▶ **ПИСЬМЕННОЕ ЗАДАНИЕ**:
Ответьте, пожалуйста, на вопросы по отрывку о Европе и России:
(а) Что, по тексту, значит «стать русским»?
(б) Как автор называет сказанное им в абзаце, начинающемся словами «А впрочем»?
(в) Как в тексте поясняется «всем известный успокоительный способ» решения вопросов?

▶ **ФРАГМЕНТ ДОКУМЕНТА**:

• • • • • • •

Федор Достоевский - Запад против России
А между тем нам от Европы никак нельзя отказаться. Европа нам второе отечество, – я первый страстно исповедую это и всегда исповедовал. Европа нам почти так же всем дорога, как Россия; в ней все Афетово племя, а наша идея – объединение всех наций этого племени, и даже дальше, гораздо дальше, до Сима и Хама. Как же быть?
Стать русскими во-первых и прежде всего. Если общечеловечность есть идея национальная русская, то прежде всего надо каждому стать русским, то есть самим собой, и тогда с первого шагу все изменится. Стать русским значит перестать презирать народ свой. И как только европеец увидит, что мы начали уважать народ наш и национальность нашу, так тотчас же начнет и он нас самих уважать. И действительно: чем сильнее и самостоятельнее развились бы мы в национальном духе нашем, тем сильнее и ближе отозвались бы европейской душе и, породнившись с нею, стали бы тотчас ей понятнее. Тогда не отвертывались бы от нас высокомерно, а выслушивали бы нас. Мы и на вид тогда станем совсем другие. Став самими собой, мы получим наконец облик человеческий, а не обезьяний. Мы получим вид свободного существа, а не раба, не лакея, не Потугина; нас сочтут тогда за людей, а не за международную обшмыгу, не за стрюцких европеизма, либерализма и социализма. Мы и говорить будем с ними умнее теперешнего, потому что в народе нашем и в духе его отыщем новые слова, которые уж непременно станут европейцам понятнее. Да и сами мы поймем тогда, что многое из того, что мы презирали в народе нашем, есть не тьма, а именно свет, не глупость, а именно ум, а поняв это, мы непременно произнесем в Европе такое слово, которого там еще не слыхали. Мы убедимся тогда, что настоящее социальное слово несет в себе не кто иной, как народ наш, что в идее его, в духе его заключается живая потребность всеединения человеческого, всеединения уже с полным уважением к национальным личностям и к сохранению их, к сохранению полной свободы людей и с указанием, в чем именно эта свобода и заключается, – единение любви, гарантированное уже делом, живым примером, потребностью на деле истинного братства, а не гильотиной, не миллионами отрубленных голов…
А впрочем, неужели и впрямь я хотел кого убедить. Это была шутка. Но – слаб человек: авось прочтет кто-нибудь из подростков, из юного поколения…
Никогда Россия не была столь могущественною, как теперь, – решение не дипломатическое
В самом деле, я вот предложил один вопрос и пока лишь развил его голословно. Но всегда мне представлялся, и еще задолго до этого теперешнего вопроса (то есть вопроса о совокупности появления разом всех мировых вопросов, чуть лишь один из них подымется), еще другой вопрос, несравненно простейший и естественнейший, но на который, именно потому что он так прост и естествен, люди мудрости и не обращают почти никакого внимания. Вот этот другой вопрос: да, пусть дипломатия есть и была, всегда и везде, решительницей всех основных и важнейших вопросов человечества, и будет впредь; но всегда ли окончательное решение европейских вопросов от нее зависит? Не бывает ли, напротив, такого фазиса, такой точки в каждом вопросе, когда уже нельзя разрешить его всем известным успокоительным способом, дипломатическим, то есть заплаточками. И хоть и бесспорно, что все мировые вопросы, с точки зрения дипломатического, а стало быть, и здравого смысла, всегда объясняются не более как тем, что таким-то вот державам захотелось расширения границ, или лично чего-то захотелось такому-то храброму генералу, или не понравилось что-нибудь какой-нибудь знатной даме и проч. и проч. (пусть, это бесспорно, я это уж уступлю, ибо здесь премудрость), – но все-таки не бывает ли в известный момент, даже вот и при этих-то самых реальных причинах и их объяснениях, такой точки в ходе дел, такого фазиса, когда появляются вдруг какие-то странные другие силы, положим, и непонятные и загадочные, но которые овладевают вдруг всем, захватывают все разом в совокупности и влекут неотразимо, слепо, вроде как бы под гору, а пожалуй, так и в бездну? В сущности, я хотел бы только узнать: всегда ли так уж надеется на себя и на средства свои дипломатия, что никаких подобных сил и точек, и фазисов не боится вовсе, а пожалуй, так и не предполагает их вовсе? Увы, кажется, что всегда, а потому: как я поверю ей и доверюсь ей и могу ли принять ее за окончательную решительницу судеб столь блажного и беспутного еще человечества!

• • • • • • •

▶ **МАТЕРИАЛ**:

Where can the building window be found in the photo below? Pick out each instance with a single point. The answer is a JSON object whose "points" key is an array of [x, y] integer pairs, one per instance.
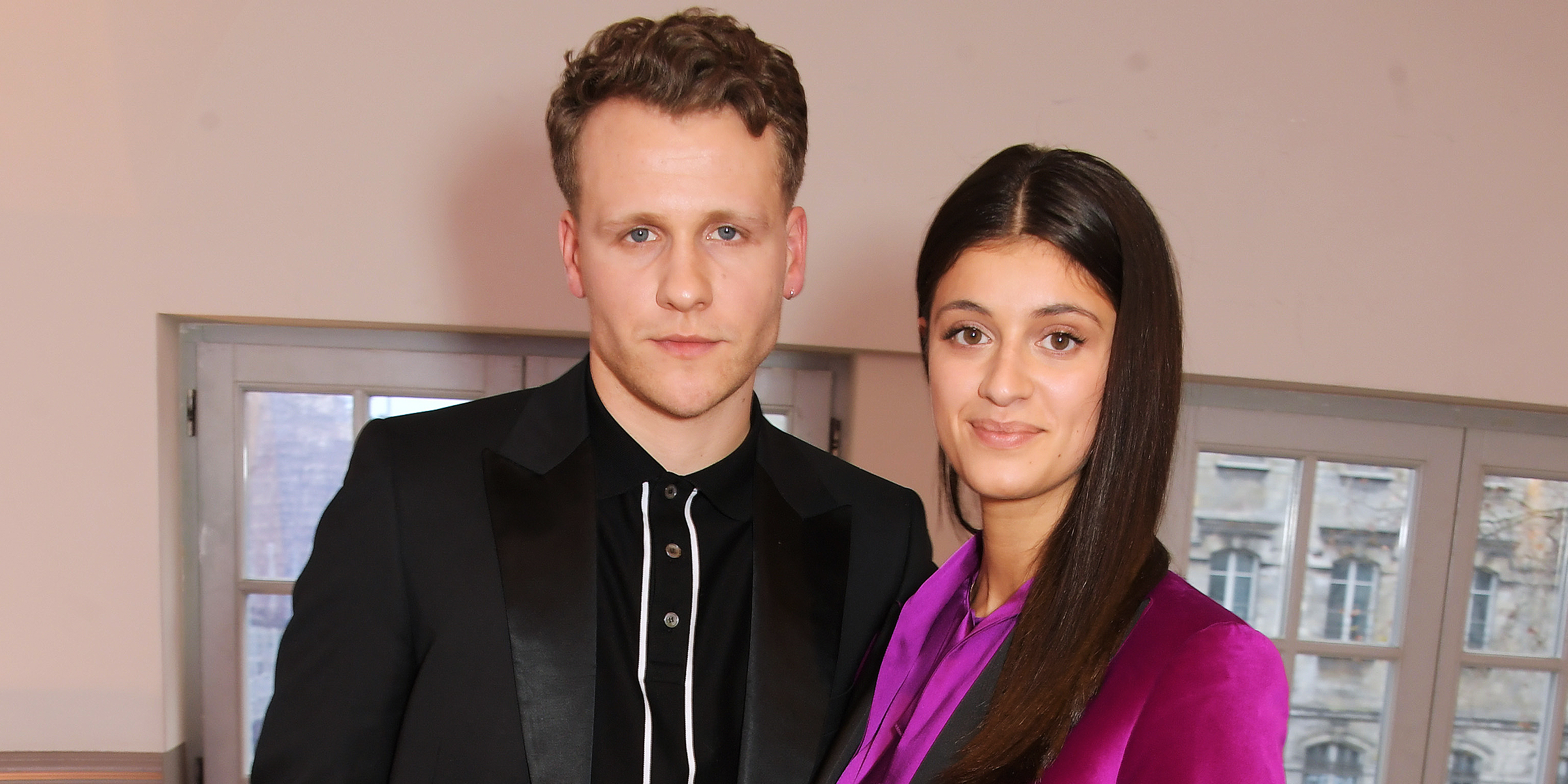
{"points": [[1331, 764], [1463, 767], [1232, 576], [1482, 587], [1350, 600]]}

• • • • • • •

▶ **ОТВЕТ НА ЗАДАНИЕ**:
(а) Перестать презирать народ свой.
(б) Шуткой.
(в) Это способ дипломатический, то есть «заплаточками».